==== Given passage

The recent release of Steven Spielberg’s film Lincoln, which opens with a dramatization of one of Abraham Lincoln’s dreams, may have helped to remind us that in an earlier America, dreams were widely respected and shared. People – including those in very high positions – actually paid far more attention to dreams in Lincoln’s time than they admit to doing today.
I raised the question in my last article here: Could Lincoln have escaped assassination had he know how to get clearer information from his premonitory dream, and how to take action to avoid the evil future it portended? The problem, in Lincoln’s era, was not that people lacked respect for dreams, but that they frequently lacked a clear and effective process for harvesting guidance for dreams and and taking appropriate dream-guided action – the process we now offer through Active Dreaming.
My friend Wanda Burch, who is both an historian, a gifted and prolific dreamer, and a teacher of Active Dreaming, has been engaged for several years in a deep study of dreams in the era of the American Civil War. Her work helps us to understand the extent to which the America of Lincoln’s era was still, in many ways, a dreaming society, and how dreams were a secret (or not so secret) engine in many lives, of the great and the obscure.
Wanda contributed a previous guest blog on the dreams of a Georgia woman, Sara Wadley. Fascinated by Wanda’s recent discoveries in the dream diary kept by a young Louisiana woman named Sarah Morgan from 1862-1865, I invited Wanda to contribute a second guest article.
“I would not care to sleep, if I could not dream”
guest blog by Wanda Burch
In 1862, Sarah Dawson Morgan, age 20, a wealthy young woman from Baton Rouge thought she had already lost everything – the unforeseen death of her father, Thomas Morgan, preceded by the death of her beloved brother, Henry, in a duel. Then the American Civil War brought physical destruction to her doorstep, first in Charleston, then in Baton Rouge, where her family’s house and possessions were destroyed.
Sarah Morgan began a diary, recording her frustration, anxieties, hopes, and her dreams. She dreamed of “rifle shells and battles”while she tried to knit together the threads of her torn life and face her present, in preparation for whatever the future might hold. Sarah moved – with her mother and sisters – from Baton Rouge to Linwood, the plantation of a family friend, back again to occupied Charleston, recording headings of houses and plantationsthat allowed refuge in a vast network of friendships and family. Sarah looked on a burned southern landscape with hope from her dreaming:
“Miriam and mother are going to Baton Rouge in a few hours, to see if anything can be saved from the general wreck. From the reports of the removal of the Penitentiary machinery, State Library, Washington Statue, etc., we presume that that part of the town yet standing is to be burnt like the rest. I think, though, that mother has delayed too long. However, I dreamed last night that we had saved a great deal, in trunks; and my dreams sometimes come true.”
The house was totally destroyed, paintings ripped from their frames and slashed repeatedly; dresses and textiles ripped to shreds; furniture broken and burned; books ripped and burned; china smashed, busts of Diana and Apollo abused, but at the end, as in the dream: “Forgot to say… Miriam recovered my guitar from the Asylum, our large trunk and father’s papers (untouched) from Dr. Enders’s, and with her piano, the two portraits, a few mattresses…and father’s law books, carried them out of town. For which I say in all humility, Blessed be God who has spared us so much.”

========
==== Extracted data

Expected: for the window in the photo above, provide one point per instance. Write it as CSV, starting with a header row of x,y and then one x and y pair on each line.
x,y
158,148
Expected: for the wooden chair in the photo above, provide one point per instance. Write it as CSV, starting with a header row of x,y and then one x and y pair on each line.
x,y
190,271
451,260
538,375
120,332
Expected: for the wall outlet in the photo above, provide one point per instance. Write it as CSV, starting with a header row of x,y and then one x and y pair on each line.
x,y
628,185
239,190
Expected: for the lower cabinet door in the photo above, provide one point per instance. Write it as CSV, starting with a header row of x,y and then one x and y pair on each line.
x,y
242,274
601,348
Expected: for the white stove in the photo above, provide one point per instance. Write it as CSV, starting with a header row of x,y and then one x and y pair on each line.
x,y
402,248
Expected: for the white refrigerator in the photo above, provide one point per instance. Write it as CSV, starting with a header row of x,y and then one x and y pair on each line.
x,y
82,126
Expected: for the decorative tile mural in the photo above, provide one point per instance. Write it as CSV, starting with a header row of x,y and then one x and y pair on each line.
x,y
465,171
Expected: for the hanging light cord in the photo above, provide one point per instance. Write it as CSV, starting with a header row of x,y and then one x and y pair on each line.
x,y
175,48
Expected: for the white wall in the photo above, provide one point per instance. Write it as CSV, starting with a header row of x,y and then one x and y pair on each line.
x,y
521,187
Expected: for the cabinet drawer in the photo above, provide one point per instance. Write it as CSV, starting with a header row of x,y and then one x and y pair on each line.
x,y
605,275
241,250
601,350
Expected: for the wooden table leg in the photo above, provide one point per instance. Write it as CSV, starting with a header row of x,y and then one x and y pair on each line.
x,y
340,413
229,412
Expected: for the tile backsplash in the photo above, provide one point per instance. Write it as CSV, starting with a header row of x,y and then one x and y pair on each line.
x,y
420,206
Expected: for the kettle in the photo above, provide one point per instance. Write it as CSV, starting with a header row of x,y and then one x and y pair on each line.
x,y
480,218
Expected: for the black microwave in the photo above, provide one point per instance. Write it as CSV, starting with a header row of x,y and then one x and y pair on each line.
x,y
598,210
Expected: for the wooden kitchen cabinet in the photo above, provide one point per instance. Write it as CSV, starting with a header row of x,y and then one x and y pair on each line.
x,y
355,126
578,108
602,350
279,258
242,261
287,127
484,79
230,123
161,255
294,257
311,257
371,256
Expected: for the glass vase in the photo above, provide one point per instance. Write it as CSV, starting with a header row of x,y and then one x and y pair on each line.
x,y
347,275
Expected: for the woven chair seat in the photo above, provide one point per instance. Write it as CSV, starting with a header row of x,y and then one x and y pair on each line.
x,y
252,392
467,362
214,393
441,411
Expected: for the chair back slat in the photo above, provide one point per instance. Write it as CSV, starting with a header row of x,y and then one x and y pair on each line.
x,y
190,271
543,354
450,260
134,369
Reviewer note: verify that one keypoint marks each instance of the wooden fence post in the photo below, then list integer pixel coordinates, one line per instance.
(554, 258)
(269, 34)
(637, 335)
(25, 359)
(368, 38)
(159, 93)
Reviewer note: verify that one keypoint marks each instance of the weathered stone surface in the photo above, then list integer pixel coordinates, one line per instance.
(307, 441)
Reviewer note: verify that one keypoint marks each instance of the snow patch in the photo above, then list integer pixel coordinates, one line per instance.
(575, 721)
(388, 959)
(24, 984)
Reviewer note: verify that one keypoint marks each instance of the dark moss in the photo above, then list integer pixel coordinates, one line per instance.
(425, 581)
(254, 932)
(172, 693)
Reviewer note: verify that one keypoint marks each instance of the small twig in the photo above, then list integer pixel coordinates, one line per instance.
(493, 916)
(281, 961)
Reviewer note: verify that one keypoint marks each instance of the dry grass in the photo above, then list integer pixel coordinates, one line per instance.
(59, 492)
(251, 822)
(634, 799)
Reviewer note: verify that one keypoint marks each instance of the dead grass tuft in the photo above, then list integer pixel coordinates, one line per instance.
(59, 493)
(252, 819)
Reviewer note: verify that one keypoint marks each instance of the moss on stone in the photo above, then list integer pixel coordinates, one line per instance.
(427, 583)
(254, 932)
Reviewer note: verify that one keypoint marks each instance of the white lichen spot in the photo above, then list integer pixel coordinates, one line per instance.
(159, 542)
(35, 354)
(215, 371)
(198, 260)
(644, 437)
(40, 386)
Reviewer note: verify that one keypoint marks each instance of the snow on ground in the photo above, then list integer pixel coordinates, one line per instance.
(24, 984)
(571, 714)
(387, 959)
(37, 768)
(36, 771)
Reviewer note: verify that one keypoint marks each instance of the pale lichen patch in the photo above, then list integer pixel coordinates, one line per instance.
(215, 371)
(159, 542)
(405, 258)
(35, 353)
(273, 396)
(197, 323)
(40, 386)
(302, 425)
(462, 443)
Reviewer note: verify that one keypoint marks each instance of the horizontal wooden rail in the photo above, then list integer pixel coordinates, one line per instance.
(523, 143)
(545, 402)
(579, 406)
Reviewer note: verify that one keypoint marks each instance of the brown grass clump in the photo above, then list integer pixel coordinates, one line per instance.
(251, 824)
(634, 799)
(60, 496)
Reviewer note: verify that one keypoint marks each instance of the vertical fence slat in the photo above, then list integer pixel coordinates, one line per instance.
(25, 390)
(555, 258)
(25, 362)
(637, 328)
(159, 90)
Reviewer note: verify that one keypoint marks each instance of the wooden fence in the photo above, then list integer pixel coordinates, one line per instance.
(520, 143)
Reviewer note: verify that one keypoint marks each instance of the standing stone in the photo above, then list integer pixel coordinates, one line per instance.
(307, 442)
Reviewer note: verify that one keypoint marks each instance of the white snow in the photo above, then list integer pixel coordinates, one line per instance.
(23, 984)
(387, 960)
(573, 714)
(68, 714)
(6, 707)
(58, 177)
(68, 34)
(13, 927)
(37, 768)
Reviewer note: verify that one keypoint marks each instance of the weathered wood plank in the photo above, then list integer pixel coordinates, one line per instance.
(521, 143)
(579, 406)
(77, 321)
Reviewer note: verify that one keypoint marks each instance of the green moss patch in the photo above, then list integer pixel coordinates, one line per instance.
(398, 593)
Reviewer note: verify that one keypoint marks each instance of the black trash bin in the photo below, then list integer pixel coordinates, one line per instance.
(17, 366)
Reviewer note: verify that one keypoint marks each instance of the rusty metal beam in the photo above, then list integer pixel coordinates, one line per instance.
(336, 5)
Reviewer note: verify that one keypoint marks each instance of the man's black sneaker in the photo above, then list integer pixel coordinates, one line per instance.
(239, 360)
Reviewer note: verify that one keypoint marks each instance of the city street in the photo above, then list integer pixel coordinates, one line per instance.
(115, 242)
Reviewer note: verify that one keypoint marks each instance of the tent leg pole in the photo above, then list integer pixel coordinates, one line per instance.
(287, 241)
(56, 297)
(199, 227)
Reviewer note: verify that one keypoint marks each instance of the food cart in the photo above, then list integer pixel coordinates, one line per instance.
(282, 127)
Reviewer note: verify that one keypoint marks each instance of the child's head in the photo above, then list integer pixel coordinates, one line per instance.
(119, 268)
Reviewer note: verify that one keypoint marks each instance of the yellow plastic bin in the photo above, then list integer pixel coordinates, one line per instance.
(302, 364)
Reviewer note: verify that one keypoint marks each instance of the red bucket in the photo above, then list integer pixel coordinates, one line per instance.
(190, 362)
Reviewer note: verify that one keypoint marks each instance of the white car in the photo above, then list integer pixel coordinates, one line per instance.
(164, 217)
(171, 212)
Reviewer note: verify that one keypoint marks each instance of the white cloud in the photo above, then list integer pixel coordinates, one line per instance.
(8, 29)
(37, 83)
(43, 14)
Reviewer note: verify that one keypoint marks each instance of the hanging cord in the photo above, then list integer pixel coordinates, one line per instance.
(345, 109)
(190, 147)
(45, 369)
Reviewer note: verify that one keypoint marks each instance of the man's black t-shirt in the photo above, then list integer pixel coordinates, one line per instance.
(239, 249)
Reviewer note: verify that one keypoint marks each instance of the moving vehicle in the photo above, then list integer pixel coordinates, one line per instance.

========

§ **Exercise directions**: Please carry on the passage about Sarah Morgan's Civil War dreams from the point where it stops.

§ **Expected answer**:
Dreams poured through her diary, pleasant dreams, confusing dreams, touching dreams of visits with family and friends. In a resounding statement of affirmation of dreaming, she wrote that she would not forego her dreams for any inducement. In her dreams she could visit heaven or a fairy land. She could go flying on white wings or float on clouds where she looked down on the moving world “or I have the power to raise myself in the air without wings and silently float wherever I will.”
She heard Paul preach to the people, visited strange lands and great cities, talked with people she had never met, including spending a week with Charlotte Bronte hearing details of her “sad life.” Shakespeare discussed his work in her dreams, revealing characters and sharing she had the “tenderest heart” he had ever “sung.”
More thoughtful, Sarah notes, “I see father and Harry in dreams. Once I walked with Hal through a garden of Paradise. Fountains, statues, flowers surrounded us, as we wandered hand in hand. We stopped before a statue that held a finger to its lips, when he said “Did you ever see Fitch’s celebrated picture of Eternity? No? Well let me show it to you. Nothing but that picture can give you an idea of the vastness of this eternity. Come!” Sarah followed until they arrived at an immense crystal wall where she saw moving figures she could not define. Fascinated, she wrote passionately that she watched these “otherside” figures, knowing they were real and always moving, above all of them hovering “a Something,” too mysterious for her comprehension: “ Dreams! Who would give up the blessing? I would not care to sleep, if I could not dream.”
Sarah recorded that the servants believed she spoke to the spirits because she talked to them. She admitted to her journal, if not to the servants, that “every morning and evening I walked to the graveyard with a basket of flowers, and would sit by father’s and Harry’s graves and call their spirits to me; and they would all fly to me, and talk and sing with me for hours until I would tell them good-bye and go home, when they would go away too.”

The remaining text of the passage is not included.